═══ DATA SUPPLIED
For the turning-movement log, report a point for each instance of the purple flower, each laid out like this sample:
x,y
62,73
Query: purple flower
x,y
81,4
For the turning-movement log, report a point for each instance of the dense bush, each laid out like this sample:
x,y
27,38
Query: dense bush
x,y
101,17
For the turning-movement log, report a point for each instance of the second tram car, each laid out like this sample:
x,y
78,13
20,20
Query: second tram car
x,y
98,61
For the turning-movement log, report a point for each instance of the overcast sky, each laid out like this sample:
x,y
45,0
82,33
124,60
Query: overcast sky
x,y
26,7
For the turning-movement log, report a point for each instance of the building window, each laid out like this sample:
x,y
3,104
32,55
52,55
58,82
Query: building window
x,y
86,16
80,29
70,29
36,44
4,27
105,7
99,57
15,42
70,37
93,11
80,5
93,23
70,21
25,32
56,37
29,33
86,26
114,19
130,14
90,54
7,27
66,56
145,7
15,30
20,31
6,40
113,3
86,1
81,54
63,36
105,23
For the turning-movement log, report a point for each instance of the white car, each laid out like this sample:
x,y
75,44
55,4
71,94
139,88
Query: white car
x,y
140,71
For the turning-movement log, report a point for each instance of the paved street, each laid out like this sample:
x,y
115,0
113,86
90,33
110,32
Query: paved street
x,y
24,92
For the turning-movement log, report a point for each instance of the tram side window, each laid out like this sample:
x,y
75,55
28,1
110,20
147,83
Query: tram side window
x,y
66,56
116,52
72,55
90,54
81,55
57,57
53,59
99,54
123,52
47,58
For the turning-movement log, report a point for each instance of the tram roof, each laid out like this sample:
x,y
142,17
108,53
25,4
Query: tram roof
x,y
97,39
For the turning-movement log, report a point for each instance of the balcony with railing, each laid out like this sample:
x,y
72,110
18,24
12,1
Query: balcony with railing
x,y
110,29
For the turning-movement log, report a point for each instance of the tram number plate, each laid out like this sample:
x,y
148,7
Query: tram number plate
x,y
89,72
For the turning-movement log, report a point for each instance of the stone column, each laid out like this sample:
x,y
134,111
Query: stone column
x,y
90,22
══════
WRITTEN TASK: Swap "sample" for "template" in the lines running from the one containing "of the building" through the last line, changing nothing else. Return only those lines.

COMPLETE OUTPUT:
For the turning-movement log, report a point for each instance of the building window, each laid out like this template:
x,y
3,104
32,55
52,55
58,82
Query: building window
x,y
86,16
80,29
70,29
36,44
4,27
105,7
99,57
15,42
70,37
93,11
80,5
93,23
70,21
25,32
56,37
29,33
86,26
114,19
130,14
90,54
7,27
66,56
145,7
15,30
20,31
6,40
113,3
86,1
81,54
63,36
105,23
For the turning-movement log, report a point for each instance of the white car, each laid out like this template:
x,y
75,44
55,4
71,94
139,88
Query: white car
x,y
140,71
For the turning-movement log, report a point for each instance of the paved street, each laid out like this template:
x,y
115,0
113,86
90,33
110,32
Query: paved street
x,y
24,92
For the turning-movement log, report a point for each instance of the tram side window, each laid out like this template:
x,y
75,55
28,1
110,20
147,83
Query: tram side window
x,y
66,56
116,52
72,55
90,54
81,55
57,57
53,59
99,54
123,52
47,58
For the turning-movement log, report a point for each instance of the tram roof, each laid out like this template:
x,y
142,17
108,53
25,4
Query: tram roof
x,y
97,39
For the turning-movement log, report a point for each instance of the balcony with railing, each laid out like this template:
x,y
72,110
18,24
12,1
Query: balcony with railing
x,y
110,29
For the turning-movement log, report a point for each instance of the tram number plate, each laid out like this template:
x,y
148,7
Query: tram number plate
x,y
89,72
For the turning-movement log, report a point for each instance of the stone column, each laid out like this template:
x,y
134,111
Query: stone column
x,y
90,22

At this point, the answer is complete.